**Entries provided:**
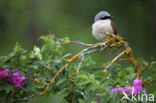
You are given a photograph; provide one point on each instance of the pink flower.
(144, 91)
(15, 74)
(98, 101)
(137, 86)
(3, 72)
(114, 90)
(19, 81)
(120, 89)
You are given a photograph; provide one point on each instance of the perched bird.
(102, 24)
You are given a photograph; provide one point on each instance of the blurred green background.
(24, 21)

...

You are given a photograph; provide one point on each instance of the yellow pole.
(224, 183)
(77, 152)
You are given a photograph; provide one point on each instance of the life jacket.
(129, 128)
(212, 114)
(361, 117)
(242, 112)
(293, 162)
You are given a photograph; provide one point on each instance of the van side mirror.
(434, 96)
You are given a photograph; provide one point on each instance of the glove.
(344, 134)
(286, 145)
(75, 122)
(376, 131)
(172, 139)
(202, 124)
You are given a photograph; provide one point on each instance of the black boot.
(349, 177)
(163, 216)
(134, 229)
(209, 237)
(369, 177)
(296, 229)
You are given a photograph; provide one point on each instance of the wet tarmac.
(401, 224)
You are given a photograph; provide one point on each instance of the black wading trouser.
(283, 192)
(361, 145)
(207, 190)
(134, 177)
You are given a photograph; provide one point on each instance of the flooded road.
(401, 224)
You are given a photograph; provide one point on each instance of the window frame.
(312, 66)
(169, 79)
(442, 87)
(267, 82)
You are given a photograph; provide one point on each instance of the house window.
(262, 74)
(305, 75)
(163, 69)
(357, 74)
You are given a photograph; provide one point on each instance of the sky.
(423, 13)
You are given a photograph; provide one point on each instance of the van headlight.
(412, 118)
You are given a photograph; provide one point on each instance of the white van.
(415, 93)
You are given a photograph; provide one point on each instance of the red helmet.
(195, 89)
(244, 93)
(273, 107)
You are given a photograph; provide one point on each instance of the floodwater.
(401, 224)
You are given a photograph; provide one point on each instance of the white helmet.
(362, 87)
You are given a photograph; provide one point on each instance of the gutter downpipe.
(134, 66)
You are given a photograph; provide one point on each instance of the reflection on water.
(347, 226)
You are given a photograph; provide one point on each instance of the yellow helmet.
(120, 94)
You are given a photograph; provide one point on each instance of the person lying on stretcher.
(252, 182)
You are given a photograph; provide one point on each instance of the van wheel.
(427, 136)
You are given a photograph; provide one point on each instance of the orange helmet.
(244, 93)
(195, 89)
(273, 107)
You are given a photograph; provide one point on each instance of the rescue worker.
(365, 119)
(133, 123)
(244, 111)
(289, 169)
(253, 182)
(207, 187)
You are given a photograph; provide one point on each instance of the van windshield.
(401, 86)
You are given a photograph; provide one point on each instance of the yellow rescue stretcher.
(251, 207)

---

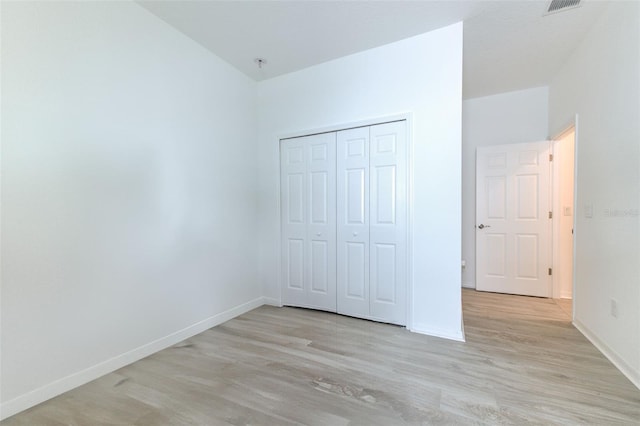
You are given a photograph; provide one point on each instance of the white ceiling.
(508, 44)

**Problem details:** How many lines in the rows above contain the word "rescue"? Reply with the number alone.

**In response:** 2